▶ Required actions
- A) In the Dark Days Challenge blog posts, which cookbook is the cornbread recipe taken from?
- B) Extend the Dark Days Challenge blog posts past their final sentence.

▶ Supplied text
** Begin **
Dark Days : spiced chicken, cornbread, and roasted turnips

I have to admit, I am struggling with the Dark Days Challenge at the moment. Things would be a lot easier (I tell myself) if I were eating dairy: I’m imagining turnip gratins and all kinds of quiches. However, dairy is not to be until sometime next year, so we’re making do. The Week 8 meal is not that creative, but it’s entirely representative of many of our winter meals: a favorite recipe for spiced chicken breasts, the cornbread recipe from Sundays at Moosewood Restaurant (adapted to use white whole wheat flour, whole grain corn meal, and rice milk), and roasted turnips and radishes (a white and green kind that is new to our CSA this year). The only new thing about this meal is that I actually ate some radishes this year, instead of just letting them wither in the crisper until they were ready to become compost!


Cornbread.


Roasted turnips and radishes.


Spiced chicken breasts.


Dinner.

Dark Days : spiced chicken, cornbread, and roasted turnips

Dark Days : venison chili

For Week 7 of the Dark Days Challenge, I relied once again on the venison in our freezer. I made chili for our meal, which was a first for me. I used: tomatoes from the freezer (grown by the wife of the person who provided the venison and processed and frozen by my mother on her early autumn visit); the sweet Italian peppers from our CSA that I packed in oil and stored in the fridge during the first week of this challenge; and some of the Garlic Fire Sauce that comes in our CSA every winter (we have an open bottle in the fridge and two in the cupboard as we are not big hot sauce people). I supplemented that local foundation with organic onions and garlic from the store, Frontier chili powder, some local honey, and two cans of Eden organic black beans. (I drooled over the beans article in the most recent issue of Organic Gardening, and am definitely going to seek out sources for local dried beans this year. In the meantime, I rely on the Michigan company that uses BPA-free cans.)


The tomatoes and peppers.


Chili pot.


Chili bowl.

The chili was really tasty: we had it for dinner and I froze a couple of containers for later. Just pretend (again) that I made cornbread to go with it.
** End **
▶ Data section
** Begin **
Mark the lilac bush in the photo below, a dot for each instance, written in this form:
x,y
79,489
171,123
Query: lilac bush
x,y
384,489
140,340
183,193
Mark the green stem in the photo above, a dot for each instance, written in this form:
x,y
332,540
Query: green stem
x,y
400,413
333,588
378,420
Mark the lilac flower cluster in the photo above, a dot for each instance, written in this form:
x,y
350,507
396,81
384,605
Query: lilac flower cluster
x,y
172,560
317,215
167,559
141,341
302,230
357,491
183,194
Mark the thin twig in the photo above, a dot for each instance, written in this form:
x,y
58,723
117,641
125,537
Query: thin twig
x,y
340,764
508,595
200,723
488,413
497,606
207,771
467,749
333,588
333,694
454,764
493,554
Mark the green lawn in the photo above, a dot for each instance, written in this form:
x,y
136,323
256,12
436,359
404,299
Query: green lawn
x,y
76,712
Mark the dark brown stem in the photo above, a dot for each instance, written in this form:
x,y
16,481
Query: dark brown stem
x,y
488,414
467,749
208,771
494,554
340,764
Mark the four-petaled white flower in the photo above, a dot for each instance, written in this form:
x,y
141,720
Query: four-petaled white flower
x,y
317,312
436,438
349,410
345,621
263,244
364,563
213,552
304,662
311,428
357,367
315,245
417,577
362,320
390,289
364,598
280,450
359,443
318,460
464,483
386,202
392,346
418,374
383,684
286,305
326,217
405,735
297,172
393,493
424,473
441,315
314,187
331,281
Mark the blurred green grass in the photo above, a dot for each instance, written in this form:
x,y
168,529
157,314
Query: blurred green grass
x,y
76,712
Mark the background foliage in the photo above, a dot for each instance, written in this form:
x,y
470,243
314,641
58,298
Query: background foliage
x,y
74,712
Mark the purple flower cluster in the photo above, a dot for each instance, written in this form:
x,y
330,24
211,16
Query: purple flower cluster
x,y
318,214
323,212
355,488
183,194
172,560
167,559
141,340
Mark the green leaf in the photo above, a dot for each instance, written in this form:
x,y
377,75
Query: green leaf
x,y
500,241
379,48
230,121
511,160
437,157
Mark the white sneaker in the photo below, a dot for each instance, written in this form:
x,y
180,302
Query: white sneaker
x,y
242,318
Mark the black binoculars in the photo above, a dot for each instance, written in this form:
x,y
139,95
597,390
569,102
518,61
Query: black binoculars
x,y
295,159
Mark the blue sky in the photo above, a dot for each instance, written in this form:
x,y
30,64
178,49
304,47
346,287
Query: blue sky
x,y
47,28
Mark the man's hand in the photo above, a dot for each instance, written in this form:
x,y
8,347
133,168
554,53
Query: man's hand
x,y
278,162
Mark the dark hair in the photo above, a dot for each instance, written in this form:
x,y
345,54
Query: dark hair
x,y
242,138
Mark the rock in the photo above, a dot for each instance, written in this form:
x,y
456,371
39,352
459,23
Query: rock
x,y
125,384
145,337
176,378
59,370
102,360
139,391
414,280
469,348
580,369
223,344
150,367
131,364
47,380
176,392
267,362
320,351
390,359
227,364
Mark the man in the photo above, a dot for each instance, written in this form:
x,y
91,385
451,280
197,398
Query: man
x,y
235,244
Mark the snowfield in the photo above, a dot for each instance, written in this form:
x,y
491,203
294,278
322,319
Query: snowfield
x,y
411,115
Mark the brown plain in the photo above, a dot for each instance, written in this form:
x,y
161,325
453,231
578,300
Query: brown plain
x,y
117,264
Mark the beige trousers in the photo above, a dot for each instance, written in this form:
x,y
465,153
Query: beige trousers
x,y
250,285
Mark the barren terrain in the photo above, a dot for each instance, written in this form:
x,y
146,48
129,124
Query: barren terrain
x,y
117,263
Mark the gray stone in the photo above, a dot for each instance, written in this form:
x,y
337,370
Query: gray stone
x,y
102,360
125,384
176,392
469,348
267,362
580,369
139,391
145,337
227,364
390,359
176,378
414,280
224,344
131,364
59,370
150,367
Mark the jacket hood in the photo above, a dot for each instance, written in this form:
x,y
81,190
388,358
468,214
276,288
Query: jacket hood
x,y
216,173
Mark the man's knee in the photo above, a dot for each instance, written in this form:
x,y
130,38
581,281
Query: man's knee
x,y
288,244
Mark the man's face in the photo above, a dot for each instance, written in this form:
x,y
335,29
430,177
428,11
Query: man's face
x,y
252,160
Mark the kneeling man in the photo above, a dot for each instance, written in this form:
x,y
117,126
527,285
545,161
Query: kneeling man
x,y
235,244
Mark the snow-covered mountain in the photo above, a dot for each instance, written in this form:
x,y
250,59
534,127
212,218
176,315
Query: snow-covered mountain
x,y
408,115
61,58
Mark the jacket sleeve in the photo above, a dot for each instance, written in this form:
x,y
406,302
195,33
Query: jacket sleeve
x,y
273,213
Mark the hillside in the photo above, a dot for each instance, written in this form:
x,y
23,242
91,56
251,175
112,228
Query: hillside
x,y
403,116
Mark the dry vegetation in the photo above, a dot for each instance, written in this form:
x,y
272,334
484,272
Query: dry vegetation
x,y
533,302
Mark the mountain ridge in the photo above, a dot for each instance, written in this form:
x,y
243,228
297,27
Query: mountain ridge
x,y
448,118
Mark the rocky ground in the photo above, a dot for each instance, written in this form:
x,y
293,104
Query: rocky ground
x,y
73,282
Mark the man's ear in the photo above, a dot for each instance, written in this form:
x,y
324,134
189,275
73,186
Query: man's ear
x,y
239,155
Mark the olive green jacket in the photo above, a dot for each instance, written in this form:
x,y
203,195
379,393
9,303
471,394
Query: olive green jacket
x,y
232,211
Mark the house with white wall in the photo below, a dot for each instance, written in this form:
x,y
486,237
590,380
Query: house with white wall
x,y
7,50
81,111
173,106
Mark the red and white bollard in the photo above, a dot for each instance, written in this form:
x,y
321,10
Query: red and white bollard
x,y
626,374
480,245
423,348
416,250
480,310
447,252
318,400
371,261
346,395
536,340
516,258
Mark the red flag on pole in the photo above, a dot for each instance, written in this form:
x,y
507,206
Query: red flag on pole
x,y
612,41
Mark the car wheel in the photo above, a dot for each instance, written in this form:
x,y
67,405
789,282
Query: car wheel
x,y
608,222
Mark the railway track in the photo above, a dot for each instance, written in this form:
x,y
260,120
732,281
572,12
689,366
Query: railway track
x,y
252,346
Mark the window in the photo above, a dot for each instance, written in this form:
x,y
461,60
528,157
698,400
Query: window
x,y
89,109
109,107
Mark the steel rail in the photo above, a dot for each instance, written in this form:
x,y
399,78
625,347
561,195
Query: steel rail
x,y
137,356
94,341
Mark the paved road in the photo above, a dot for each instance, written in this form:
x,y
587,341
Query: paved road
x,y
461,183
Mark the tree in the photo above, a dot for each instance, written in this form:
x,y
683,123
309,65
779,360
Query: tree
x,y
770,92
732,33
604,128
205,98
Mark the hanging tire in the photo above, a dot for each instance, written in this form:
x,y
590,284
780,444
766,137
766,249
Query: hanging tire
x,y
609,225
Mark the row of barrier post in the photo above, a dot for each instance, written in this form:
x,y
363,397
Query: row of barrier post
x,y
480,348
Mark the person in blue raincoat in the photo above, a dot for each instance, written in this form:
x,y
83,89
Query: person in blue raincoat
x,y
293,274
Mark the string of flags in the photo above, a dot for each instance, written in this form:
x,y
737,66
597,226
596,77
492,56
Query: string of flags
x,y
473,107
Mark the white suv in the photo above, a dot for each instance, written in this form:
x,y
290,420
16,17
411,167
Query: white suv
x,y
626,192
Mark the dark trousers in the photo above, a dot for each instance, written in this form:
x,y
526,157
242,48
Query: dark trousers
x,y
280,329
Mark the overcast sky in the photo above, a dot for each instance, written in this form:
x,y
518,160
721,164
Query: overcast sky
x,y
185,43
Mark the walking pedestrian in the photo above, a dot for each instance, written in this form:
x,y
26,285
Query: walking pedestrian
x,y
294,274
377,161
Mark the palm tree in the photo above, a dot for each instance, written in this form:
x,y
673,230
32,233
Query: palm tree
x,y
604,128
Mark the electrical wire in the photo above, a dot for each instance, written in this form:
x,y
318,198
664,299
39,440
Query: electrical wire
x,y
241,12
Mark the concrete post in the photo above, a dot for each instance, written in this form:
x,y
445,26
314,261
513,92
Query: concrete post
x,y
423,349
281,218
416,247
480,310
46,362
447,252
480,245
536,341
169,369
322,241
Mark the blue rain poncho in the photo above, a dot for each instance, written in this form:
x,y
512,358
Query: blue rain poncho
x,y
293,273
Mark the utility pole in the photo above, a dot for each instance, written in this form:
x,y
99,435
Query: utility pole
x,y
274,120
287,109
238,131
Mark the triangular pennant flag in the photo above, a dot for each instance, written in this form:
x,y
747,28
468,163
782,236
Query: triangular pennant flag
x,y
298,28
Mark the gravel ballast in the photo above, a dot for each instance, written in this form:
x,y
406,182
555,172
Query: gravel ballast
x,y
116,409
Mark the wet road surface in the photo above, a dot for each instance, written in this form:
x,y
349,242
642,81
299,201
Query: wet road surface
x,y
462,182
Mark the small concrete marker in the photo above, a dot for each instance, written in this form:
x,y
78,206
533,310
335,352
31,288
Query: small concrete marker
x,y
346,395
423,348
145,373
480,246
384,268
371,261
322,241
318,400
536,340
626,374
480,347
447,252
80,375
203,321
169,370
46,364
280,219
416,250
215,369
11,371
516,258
** End **
▶ Results by task
- A) Sundays at Moosewood Restaurant.

- B)
Dark Days : venison chili

Dark Days : frittata

I was a little bit creativity-challenged for the Week 6 dinner for the Dark Days Challenge, so I made a frittata. I used the mixed kale from this week’s CSA delivery, my favorite local pastured eggs, garlic from the store, dried mushroom salt from last winter’s CSA, and shallots from our summer CSA that are still kicking around. Sauté the shallots, garlic, and greens together with olive oil; lightly beat the eggs with seasoned salt and freshly ground pepper; add the veggies to the eggs; return everything to the pan with some more olive oil; cook on the stovetop until nearly firm, and then finish off under the broiler.


Most of the ingredients.


Kales.


Greens, shallots, and garlic sautéeing.


Dinner: half a frittata each.

I had the best intentions of serving the frittata with roasted turnips and/or cornbread and/or salad greens, but I didn’t plan ahead so none of that was ready when the frittata was and I was too tired and hungry to make it happen. So we just each ate half a fritatta and called it dinner. Imagine it with roasted turnips, salad, and cornbread: I’m sure that would have been a lovely meal! As it was, the frittata was pretty darn tasty, so I’m not complaining. There’s always next time.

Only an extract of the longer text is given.